### GIVEN PROBLEM A
Copy the passage on the Gates search warrant word for word, in full.
------ TEXT PASSAGE
The letter was sent to the Bloomingdale Police Department, and was referred to Detective Mader for investigation. Mader verified that Lance Gates had an Illinois driver's license, and Mader obtained a current address for the Gateses. He then learned an "L. Gates" had a reservation to fly to Florida on May 5. Mader set up surveillance with DEA agents, who followed Lance from the Florida airport to a motel. They confirmed Lance had gone to a room registered to Susan Gates. The next morning, Lance and an unidentified woman (later confirmed to be Susan Gates) left the motel driving a car with Illinois license plates registered to a vehicle owned by the Gateses; they drove north on a highway "frequently used by travelers to the Chicago area." Id., 462 U.S. at 226, 103 S. Ct. at 2326.
Mader prepared a warrant application and supporting affidavit that attached the anonymous letter and detailed his efforts to corroborate the information contained in the letter. Based on the application, a judge issued a search warrant for the Gateses' home and their automobile. The Supreme Court noted, "The judge, in deciding to issue the warrant, could have determined that the modus operandi of the Gates[es] had been substantially corroborated." Id. When the Gateses arrived home, they were met by Bloomingdale police, who searched the car's trunk and found approximately 350 pounds of marijuana. A search of the Gateses' residence yielded additional drugs, weapons, and other contraband.
------------
------ INFORMATION GIVEN
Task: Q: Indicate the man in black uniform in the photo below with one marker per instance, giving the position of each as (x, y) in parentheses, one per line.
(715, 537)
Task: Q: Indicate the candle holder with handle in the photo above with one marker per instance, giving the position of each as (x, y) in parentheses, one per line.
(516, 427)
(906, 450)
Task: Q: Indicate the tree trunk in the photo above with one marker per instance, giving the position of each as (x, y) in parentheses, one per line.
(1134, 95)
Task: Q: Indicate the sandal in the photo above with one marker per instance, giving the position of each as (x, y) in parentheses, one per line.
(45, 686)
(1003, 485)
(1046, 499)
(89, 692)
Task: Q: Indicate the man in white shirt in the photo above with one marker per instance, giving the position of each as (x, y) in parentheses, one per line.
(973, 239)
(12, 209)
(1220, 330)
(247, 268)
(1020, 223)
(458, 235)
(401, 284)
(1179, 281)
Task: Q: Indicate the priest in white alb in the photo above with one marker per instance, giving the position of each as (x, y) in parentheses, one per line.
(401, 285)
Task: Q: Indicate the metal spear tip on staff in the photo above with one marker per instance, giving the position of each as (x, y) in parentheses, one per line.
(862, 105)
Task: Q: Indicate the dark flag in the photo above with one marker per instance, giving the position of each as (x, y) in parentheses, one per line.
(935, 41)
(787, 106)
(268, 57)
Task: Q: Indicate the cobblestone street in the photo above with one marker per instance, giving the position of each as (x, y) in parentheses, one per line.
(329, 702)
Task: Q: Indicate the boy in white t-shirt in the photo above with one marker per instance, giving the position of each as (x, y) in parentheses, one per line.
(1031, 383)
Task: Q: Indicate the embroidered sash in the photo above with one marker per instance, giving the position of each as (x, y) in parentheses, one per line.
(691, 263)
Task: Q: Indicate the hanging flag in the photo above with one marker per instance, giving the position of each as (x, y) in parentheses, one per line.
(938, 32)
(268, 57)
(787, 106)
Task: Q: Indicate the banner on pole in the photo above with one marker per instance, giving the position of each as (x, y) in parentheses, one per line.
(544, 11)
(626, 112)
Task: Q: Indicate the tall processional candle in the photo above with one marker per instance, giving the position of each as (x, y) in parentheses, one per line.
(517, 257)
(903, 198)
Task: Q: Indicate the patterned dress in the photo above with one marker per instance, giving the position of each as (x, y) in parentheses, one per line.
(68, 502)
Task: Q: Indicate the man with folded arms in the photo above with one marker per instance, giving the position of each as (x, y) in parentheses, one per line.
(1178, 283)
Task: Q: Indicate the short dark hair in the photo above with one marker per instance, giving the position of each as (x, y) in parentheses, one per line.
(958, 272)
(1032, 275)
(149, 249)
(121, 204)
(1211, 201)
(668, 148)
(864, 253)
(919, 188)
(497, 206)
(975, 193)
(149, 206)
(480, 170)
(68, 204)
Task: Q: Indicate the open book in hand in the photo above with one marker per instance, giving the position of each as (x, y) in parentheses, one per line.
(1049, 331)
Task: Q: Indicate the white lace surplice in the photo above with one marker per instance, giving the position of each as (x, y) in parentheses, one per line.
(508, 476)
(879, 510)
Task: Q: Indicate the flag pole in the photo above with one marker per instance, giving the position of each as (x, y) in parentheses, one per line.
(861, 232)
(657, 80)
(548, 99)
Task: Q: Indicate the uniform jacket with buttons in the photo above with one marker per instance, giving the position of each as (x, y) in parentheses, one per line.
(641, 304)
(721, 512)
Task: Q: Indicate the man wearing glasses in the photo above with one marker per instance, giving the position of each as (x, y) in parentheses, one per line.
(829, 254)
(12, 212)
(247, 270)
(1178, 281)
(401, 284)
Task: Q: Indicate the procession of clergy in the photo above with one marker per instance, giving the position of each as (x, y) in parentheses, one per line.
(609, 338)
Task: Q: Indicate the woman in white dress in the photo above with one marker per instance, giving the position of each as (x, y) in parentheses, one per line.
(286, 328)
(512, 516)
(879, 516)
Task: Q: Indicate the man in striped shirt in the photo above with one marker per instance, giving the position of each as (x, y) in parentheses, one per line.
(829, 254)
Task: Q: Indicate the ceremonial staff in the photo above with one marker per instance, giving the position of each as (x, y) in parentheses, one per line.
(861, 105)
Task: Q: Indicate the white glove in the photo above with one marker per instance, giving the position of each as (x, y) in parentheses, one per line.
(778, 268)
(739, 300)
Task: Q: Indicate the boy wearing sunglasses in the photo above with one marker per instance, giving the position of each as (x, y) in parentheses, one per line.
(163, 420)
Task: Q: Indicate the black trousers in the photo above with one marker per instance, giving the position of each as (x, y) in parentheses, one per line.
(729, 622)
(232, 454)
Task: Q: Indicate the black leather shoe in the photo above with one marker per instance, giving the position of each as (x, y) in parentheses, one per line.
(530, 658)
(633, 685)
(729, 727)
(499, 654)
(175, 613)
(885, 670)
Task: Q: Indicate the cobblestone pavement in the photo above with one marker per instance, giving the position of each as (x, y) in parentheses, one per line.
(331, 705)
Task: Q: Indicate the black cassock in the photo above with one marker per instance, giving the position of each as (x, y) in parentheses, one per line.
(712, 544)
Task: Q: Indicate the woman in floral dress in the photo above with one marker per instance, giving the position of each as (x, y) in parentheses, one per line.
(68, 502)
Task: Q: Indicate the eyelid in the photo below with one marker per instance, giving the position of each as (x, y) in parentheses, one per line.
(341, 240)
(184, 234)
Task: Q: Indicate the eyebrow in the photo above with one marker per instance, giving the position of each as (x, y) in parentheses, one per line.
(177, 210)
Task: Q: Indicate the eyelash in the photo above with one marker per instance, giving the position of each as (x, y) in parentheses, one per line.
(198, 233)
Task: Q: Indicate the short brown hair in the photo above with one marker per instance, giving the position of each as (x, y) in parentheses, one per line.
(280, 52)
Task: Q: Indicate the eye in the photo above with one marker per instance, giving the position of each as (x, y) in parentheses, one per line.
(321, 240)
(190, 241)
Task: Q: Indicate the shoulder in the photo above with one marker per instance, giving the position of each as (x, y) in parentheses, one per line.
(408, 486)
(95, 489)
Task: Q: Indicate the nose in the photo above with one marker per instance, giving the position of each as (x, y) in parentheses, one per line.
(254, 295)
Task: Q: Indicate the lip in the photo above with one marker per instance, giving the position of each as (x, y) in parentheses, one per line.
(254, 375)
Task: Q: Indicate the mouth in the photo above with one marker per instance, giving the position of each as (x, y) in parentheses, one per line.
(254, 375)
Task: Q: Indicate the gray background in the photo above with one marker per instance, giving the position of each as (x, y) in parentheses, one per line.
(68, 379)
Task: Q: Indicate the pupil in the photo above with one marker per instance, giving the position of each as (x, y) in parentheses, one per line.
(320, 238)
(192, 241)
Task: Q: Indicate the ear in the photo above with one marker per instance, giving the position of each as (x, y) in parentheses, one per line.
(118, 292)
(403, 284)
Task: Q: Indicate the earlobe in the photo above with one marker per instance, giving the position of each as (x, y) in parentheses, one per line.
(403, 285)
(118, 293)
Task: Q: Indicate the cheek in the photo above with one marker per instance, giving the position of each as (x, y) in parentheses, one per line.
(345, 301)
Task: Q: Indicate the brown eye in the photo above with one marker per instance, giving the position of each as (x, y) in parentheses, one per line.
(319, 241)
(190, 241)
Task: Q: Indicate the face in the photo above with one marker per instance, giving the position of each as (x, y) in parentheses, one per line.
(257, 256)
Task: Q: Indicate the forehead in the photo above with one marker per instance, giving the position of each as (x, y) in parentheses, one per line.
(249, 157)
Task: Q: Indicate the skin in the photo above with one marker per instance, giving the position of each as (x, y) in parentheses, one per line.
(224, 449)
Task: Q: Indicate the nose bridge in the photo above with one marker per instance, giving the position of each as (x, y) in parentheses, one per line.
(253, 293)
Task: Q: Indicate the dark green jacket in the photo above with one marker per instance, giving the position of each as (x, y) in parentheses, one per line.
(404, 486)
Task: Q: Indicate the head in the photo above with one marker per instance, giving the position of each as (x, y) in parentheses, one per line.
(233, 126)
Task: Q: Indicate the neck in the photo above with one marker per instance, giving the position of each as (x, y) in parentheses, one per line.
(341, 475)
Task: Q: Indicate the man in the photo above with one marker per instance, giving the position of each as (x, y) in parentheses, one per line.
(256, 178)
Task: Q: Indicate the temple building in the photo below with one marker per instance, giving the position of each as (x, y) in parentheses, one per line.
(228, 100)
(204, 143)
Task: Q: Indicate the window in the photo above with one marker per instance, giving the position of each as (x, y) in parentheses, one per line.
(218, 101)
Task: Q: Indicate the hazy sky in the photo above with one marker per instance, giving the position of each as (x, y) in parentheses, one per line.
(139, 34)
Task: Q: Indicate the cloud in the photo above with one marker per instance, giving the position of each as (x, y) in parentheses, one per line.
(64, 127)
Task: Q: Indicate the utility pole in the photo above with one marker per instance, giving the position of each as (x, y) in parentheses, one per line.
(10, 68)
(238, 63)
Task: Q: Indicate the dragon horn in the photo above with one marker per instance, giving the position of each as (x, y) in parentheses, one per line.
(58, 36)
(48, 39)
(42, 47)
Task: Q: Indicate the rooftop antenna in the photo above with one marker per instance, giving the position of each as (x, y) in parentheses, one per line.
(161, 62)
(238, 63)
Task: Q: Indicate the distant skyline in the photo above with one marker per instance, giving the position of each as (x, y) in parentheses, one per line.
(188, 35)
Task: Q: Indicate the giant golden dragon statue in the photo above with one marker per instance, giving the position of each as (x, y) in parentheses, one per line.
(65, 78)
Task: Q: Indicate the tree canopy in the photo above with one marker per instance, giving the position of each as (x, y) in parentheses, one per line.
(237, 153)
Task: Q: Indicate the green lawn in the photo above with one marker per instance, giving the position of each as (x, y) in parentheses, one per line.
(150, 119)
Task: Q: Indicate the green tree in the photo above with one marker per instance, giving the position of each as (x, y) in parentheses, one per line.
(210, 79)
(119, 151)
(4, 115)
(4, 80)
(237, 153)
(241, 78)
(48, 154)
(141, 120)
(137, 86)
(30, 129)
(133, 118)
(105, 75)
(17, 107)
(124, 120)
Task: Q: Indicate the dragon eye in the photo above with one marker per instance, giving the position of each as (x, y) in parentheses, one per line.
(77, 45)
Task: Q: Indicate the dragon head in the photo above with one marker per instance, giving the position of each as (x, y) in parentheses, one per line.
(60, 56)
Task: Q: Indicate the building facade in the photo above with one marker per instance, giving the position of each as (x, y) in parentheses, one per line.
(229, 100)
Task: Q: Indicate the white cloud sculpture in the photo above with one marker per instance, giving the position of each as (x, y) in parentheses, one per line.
------------
### GIVEN PROBLEM B
Edit the records from the line with "Task: Q: Indicate the tree trunk" up to and including the line with "(1179, 281)", changing "white shirt" to "blue shirt" and keeping everything else the same. Return only those lines.

### WRITTEN ANSWER A
The letter was sent to the Bloomingdale Police Department, and was referred to Detective Mader for investigation. Mader verified that Lance Gates had an Illinois driver's license, and Mader obtained a current address for the Gateses. He then learned an "L. Gates" had a reservation to fly to Florida on May 5. Mader set up surveillance with DEA agents, who followed Lance from the Florida airport to a motel. They confirmed Lance had gone to a room registered to Susan Gates. The next morning, Lance and an unidentified woman (later confirmed to be Susan Gates) left the motel driving a car with Illinois license plates registered to a vehicle owned by the Gateses; they drove north on a highway "frequently used by travelers to the Chicago area." Id., 462 U.S. at 226, 103 S. Ct. at 2326.
Mader prepared a warrant application and supporting affidavit that attached the anonymous letter and detailed his efforts to corroborate the information contained in the letter. Based on the application, a judge issued a search warrant for the Gateses' home and their automobile. The Supreme Court noted, "The judge, in deciding to issue the warrant, could have determined that the modus operandi of the Gates[es] had been substantially corroborated." Id. When the Gateses arrived home, they were met by Bloomingdale police, who searched the car's trunk and found approximately 350 pounds of marijuana. A search of the Gateses' residence yielded additional drugs, weapons, and other contraband.

### WRITTEN ANSWER B
Task: Q: Indicate the tree trunk in the photo above with one marker per instance, giving the position of each as (x, y) in parentheses, one per line.
(1134, 95)
Task: Q: Indicate the sandal in the photo above with one marker per instance, giving the position of each as (x, y) in parentheses, one per line.
(45, 686)
(1003, 485)
(1046, 499)
(89, 692)
Task: Q: Indicate the man in blue shirt in the photo above with one marker per instance, giving the position of each as (x, y) in parentheses, one per line.
(973, 239)
(12, 209)
(1220, 330)
(247, 268)
(1020, 223)
(458, 235)
(401, 284)
(1179, 281)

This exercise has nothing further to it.